_Brano estratto_
***
Prima dell’elezione al papato, avvenuta il 1° novembre 1503, Giuliano partecipò con un ruolo di primo piano a tre diversi conclavi: quello del 1482, convocato dopo la morte di Sisto IV (12 agosto 1484), che portò all’elezione di Innocenzo VIII (dove Giuliano riversò strategicamente sul futuro eletto, Giovanni Battista Cibo, i voti da lui controllati); il conclave seguìto alla morte di Innocenzo VIII, avvenuta il 25 luglio 1492, da cui uscì papa Alessandro VI (in questo caso Giuliano, pur avendo l’appoggio della Francia e del re Ferdinando di Napoli, venne sconfitto dall’abile compravendita di voti di Rodrigo Borgia); il conclave che elesse il 22 settembre 1503 papa – con il nome di Pio III – Francesco Todeschini-Piccolomini (voluto fortemente da Giuliano in chiave antifrancese, contro la candidatura del cardinale Georges d’Amboise) destinato però a un regno di soli ventisei giorni.
***
_Compito assegnato_
Riporta dal brano sui conclavi di Giuliano il tratto che va da "Prima dell’elezione al" fino a "soli ventisei giorni.", parola per parola.

_Dati forniti_
***
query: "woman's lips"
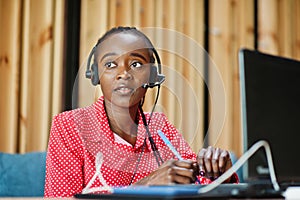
***
_Risposta al compito_
Prima dell’elezione al papato, avvenuta il 1° novembre 1503, Giuliano partecipò con un ruolo di primo piano a tre diversi conclavi: quello del 1482, convocato dopo la morte di Sisto IV (12 agosto 1484), che portò all’elezione di Innocenzo VIII (dove Giuliano riversò strategicamente sul futuro eletto, Giovanni Battista Cibo, i voti da lui controllati); il conclave seguìto alla morte di Innocenzo VIII, avvenuta il 25 luglio 1492, da cui uscì papa Alessandro VI (in questo caso Giuliano, pur avendo l’appoggio della Francia e del re Ferdinando di Napoli, venne sconfitto dall’abile compravendita di voti di Rodrigo Borgia); il conclave che elesse il 22 settembre 1503 papa – con il nome di Pio III – Francesco Todeschini-Piccolomini (voluto fortemente da Giuliano in chiave antifrancese, contro la candidatura del cardinale Georges d’Amboise) destinato però a un regno di soli ventisei giorni.